### WHAT THE TASK REQUIRES
Rewrite the items below, swapping "shoulder" for "knee" and leaving everything else the same.

(Boundary labeling items)
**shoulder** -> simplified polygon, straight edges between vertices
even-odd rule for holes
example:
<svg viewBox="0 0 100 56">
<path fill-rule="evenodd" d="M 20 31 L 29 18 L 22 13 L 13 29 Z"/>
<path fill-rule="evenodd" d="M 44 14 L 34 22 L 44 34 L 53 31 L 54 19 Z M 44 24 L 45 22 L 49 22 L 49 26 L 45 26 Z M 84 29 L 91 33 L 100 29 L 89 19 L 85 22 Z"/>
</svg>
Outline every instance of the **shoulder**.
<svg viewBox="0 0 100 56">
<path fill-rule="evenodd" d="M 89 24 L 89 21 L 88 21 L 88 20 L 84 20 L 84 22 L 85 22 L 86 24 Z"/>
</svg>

### OUTPUT BELOW
**knee** -> simplified polygon, straight edges between vertices
even-odd rule for holes
example:
<svg viewBox="0 0 100 56">
<path fill-rule="evenodd" d="M 20 31 L 29 18 L 22 13 L 13 29 Z"/>
<path fill-rule="evenodd" d="M 44 14 L 34 22 L 44 34 L 53 31 L 54 19 Z M 44 24 L 45 22 L 49 22 L 49 26 L 45 26 Z M 84 29 L 91 33 L 100 29 L 89 19 L 85 22 Z"/>
</svg>
Outline every instance of the **knee**.
<svg viewBox="0 0 100 56">
<path fill-rule="evenodd" d="M 89 24 L 89 21 L 88 21 L 88 20 L 84 20 L 84 22 L 85 22 L 86 24 Z"/>
</svg>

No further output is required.